§ **Stated task**: Reproduce word for word the stretch of records below from the line that contains "Please examine this image carefully and locate the paved" through the line that contains "[303, 86, 636, 229]", including both of those lines.

§ **Entries supplied**:
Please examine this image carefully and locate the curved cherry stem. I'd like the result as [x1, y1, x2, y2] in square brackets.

...

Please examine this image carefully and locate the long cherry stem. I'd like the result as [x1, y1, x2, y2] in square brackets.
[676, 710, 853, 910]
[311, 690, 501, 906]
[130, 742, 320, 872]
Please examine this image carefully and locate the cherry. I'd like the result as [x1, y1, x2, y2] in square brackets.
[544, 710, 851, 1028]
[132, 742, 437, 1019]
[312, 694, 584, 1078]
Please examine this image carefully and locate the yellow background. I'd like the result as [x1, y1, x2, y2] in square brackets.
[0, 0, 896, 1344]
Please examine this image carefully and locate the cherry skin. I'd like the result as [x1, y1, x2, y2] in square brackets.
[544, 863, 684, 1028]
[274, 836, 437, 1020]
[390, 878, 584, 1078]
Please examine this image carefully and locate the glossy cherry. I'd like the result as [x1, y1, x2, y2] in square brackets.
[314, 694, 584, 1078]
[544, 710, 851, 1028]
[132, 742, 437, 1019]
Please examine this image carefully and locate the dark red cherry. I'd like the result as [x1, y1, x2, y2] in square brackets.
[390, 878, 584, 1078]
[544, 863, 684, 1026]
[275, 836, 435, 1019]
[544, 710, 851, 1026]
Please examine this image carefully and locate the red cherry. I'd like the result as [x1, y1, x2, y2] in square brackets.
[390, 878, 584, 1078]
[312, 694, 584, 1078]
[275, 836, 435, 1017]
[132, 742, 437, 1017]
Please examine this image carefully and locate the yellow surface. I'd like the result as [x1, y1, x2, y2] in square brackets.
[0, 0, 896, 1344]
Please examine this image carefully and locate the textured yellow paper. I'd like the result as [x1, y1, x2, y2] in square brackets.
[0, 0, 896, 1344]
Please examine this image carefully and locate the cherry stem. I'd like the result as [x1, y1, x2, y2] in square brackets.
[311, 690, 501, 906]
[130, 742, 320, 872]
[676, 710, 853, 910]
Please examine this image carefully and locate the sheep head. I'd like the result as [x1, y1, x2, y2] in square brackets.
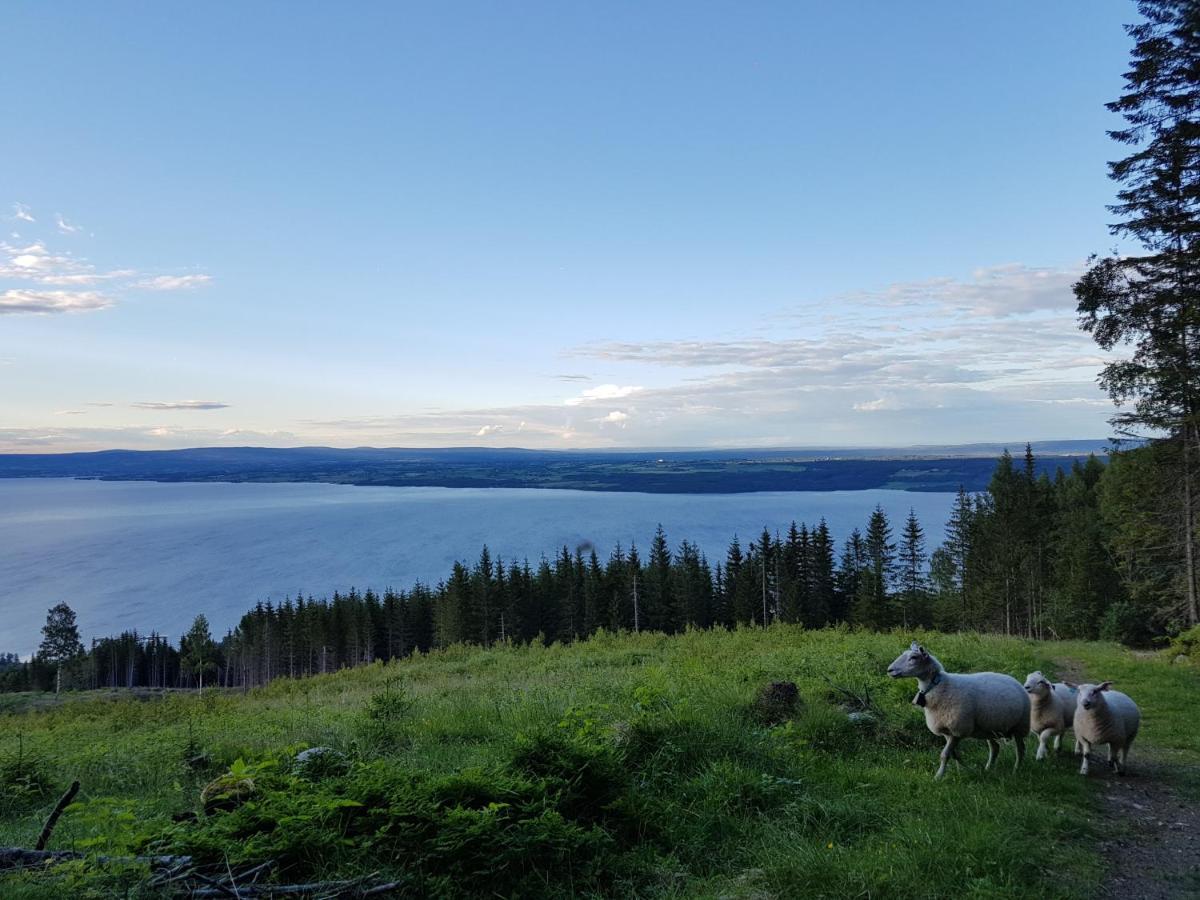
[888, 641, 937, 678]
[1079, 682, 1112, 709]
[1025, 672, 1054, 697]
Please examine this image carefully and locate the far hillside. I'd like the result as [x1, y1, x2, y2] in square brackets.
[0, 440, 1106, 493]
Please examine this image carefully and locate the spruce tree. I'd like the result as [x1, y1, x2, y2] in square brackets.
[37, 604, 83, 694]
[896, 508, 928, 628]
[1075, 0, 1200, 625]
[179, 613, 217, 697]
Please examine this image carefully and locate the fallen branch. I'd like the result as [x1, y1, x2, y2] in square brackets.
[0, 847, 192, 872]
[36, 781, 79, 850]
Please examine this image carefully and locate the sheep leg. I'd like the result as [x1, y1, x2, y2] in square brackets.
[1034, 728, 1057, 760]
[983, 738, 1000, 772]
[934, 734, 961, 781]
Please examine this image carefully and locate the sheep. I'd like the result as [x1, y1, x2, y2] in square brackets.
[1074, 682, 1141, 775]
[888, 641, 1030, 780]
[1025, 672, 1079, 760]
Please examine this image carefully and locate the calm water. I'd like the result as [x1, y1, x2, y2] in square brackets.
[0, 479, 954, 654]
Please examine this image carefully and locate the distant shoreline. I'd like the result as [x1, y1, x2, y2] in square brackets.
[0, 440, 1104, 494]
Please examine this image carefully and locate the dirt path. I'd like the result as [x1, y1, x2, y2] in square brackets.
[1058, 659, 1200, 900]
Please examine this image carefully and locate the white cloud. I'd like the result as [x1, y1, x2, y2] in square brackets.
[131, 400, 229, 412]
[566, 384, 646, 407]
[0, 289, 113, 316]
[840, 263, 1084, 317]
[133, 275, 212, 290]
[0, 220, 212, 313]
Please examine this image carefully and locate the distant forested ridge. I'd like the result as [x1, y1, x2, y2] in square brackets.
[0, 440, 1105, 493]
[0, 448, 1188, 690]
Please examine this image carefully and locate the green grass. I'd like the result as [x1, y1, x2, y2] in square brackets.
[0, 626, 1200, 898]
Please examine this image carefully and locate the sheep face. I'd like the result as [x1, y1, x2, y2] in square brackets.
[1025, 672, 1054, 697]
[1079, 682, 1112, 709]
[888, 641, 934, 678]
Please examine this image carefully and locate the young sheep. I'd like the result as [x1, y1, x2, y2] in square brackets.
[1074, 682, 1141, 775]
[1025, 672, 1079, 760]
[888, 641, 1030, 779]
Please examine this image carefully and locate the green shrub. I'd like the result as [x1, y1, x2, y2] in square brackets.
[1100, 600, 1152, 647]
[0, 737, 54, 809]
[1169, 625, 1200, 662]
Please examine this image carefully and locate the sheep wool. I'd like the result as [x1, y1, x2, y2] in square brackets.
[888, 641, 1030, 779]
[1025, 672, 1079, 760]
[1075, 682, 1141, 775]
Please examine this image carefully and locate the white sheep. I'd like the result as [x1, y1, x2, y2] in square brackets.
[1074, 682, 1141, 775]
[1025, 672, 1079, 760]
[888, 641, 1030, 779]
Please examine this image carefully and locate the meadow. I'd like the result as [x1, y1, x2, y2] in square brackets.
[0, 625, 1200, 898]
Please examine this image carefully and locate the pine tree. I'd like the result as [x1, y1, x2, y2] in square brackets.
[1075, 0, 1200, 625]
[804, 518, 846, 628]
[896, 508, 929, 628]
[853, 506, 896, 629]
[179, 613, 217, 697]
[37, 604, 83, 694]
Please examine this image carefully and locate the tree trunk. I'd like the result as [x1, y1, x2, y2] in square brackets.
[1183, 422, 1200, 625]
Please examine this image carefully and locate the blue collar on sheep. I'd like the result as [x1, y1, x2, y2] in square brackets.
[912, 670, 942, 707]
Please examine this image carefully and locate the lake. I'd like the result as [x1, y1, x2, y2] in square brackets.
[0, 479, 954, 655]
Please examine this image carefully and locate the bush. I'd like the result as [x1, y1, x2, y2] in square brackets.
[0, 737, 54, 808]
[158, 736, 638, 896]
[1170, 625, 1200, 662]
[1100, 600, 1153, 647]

==

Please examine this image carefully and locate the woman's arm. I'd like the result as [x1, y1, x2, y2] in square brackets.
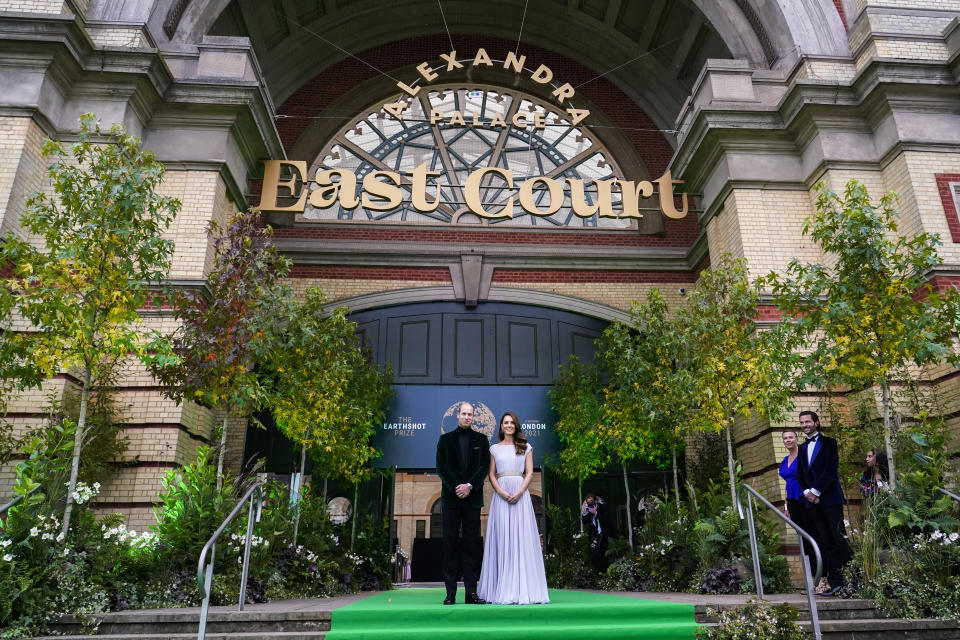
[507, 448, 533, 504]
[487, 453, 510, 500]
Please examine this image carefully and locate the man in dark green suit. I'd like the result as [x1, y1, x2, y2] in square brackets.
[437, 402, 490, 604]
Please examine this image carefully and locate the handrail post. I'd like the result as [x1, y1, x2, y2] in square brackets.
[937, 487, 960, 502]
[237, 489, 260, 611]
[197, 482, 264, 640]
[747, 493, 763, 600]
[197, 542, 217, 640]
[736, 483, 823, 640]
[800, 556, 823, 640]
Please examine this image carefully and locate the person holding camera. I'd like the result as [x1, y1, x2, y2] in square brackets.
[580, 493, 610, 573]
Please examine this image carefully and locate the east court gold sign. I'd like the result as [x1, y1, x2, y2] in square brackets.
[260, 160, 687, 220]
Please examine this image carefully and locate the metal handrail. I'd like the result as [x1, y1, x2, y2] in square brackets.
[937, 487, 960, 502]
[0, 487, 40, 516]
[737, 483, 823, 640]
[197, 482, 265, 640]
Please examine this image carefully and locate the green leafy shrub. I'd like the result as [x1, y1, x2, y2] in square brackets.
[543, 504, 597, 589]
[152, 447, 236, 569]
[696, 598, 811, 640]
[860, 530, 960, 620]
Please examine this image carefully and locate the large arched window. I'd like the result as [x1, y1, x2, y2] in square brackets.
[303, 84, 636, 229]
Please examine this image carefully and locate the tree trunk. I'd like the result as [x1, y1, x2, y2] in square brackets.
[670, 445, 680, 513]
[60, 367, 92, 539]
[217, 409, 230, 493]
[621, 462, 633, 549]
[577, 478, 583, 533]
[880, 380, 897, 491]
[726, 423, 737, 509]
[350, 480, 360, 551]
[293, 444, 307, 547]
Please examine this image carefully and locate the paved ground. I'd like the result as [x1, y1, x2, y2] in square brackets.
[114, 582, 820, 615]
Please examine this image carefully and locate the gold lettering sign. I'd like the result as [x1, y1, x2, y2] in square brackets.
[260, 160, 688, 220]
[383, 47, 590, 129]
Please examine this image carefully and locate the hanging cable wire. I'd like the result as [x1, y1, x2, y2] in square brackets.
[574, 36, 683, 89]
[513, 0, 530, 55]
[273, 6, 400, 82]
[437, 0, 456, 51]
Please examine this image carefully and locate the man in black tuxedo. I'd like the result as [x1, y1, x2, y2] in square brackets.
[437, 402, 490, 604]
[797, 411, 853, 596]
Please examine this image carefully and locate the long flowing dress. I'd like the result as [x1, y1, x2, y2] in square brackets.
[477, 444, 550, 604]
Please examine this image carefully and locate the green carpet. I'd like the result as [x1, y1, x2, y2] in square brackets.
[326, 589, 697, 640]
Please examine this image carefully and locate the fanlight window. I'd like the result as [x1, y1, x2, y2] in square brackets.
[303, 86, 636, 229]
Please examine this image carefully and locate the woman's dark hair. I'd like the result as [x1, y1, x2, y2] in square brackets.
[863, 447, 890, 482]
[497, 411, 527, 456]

§ **Exercise output**:
Please examine this image carefully and locate the paved ground. I'd like the result as [x1, y1, x2, y2] in square brackets.
[114, 582, 820, 615]
Please examine this image carefully and locate the gold lettering sign. I'd like the result as [x1, y1, x2, y2] in square brackets.
[260, 160, 688, 220]
[383, 47, 590, 129]
Please examine this image carefully and locate the hanging cable wire. I'd like the result as [x1, y1, x2, y2] in square brackets.
[574, 36, 683, 89]
[513, 0, 530, 55]
[273, 6, 400, 82]
[437, 0, 456, 51]
Please examine this image carefully and locate the man in black tuxedo. I'd like the result as [x1, y1, x2, y2] in square brackets.
[437, 402, 490, 604]
[797, 411, 853, 596]
Please examine this image carefully and locate the long flowing dress. I'd like the result as [x1, y1, x2, y2] in square brackets.
[477, 444, 550, 604]
Please examine this image carefully and locate the green carpet. I'd like the result as [x1, y1, x2, y2] in square brackets.
[326, 589, 697, 640]
Please examine this image carefully and locate the fanlight window. I'd like the result as [x1, y1, x2, y2] in square brackets.
[303, 86, 636, 229]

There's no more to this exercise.